> Reading passage

Afghan refugee girls carry drinking water in containers at a refugee camp on the outskirts of Jalalabad, Afghanistan, February 12, 2017. Picture taken February 12, 2017. REUTERS/Parwiz - RTSYEKZ

Out with the old, in with the new, the Trump administration has decided on many issues. Perhaps not so on Afghanistan, where it is facing many of the same dilemmas as the Obama and George W. Bush administrations. Any new developments, meanwhile, tend to only make the picture worse.

Ghosts of security problems past

Neither the Obama nor the George W. Bush administrations had the strategic patience needed for stabilizing Afghanistan and reducing its internal security challenges—including the Taliban insurgency—to a level where the Afghan government could adequately cope on its own. The Bush administration shifted its focus to Iraq, under-resourcing Afghanistan and ignoring its unresolved structural problems.

The Obama administration, for its part, was preoccupied with not falling into a Vietnam-like quagmire and hoped to get the United States out of Afghanistan before Obama’s second term ended. As a result, it imposed unrealistic timelines on counterinsurgency and stabilization efforts that could not—and did not—produce the outcomes they were hoping for. Yet because the Taliban insurgency was robust and terrorist groups in the country—both al-Qaida and the Islamic State (splinter groups from the Taliban that adopted a new label)—were growing, the Obama administration did not dare pull the plug on its support for the country.

That leaves the Trump administration with an Afghanistan that looks a lot like the one previous presidents faced, with some challenges significantly exacerbated. The Taliban insurgency is stronger than ever and can persist for a long time. The Afghan government remains weak and critically dependent on foreign support: military, economic, and political. Without continued U.S. and Western military presence in the country, at least at the current level, the Afghan military might buckle. Even if that does not happen, the Taliban would be significantly strengthened by U.S. withdrawal. In fact, a total U.S. troop withdrawal could set off a civil war.

> Required task 1
In the article on U.S. policy in Afghanistan, where did the Bush administration shift its focus?
> Required task 2
Resume the article on U.S. policy in Afghanistan from where it stops.
Nothing in the records is needed here.

> Provided records
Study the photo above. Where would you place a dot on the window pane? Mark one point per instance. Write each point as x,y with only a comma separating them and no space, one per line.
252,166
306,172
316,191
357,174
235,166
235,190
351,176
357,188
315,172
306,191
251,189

> Response 1
To Iraq.

> Response 2
An Afghan National Army (ANA) soldier sits in front of a closed shop in the downtown of Kunduz city, Afghanistan October 3, 2016.REUTERS/Nasir Wakif TPX IMAGES OF THE DAY - RTSQMEJ

Same old Afghan politics

At the same time, the problems that soured U.S. support for the Afghan government (then led by Hamid Karzai) persist. Corruption is widespread and pernicious, and governmental dysfunction remains unresolved. Even though the current president Ashraf Ghani is motivated to tackle corruption and improve governance—and has a vision of national development—his reformist hand remains weak.

Throughout the halls of government (with the Orwellian misnomer “Government of National Unity”) and the alleyways of villages, Afghan politicians continue their self-serving political infighting and brinksmanship, rather than focus on the national interest. Although political infighting subsided when donors were summiting in the fall of 2016, it’s now back in force. Looking ahead to the presidential election in 2019, many are detached from much-needed efforts today to increase the functionality and performance of government.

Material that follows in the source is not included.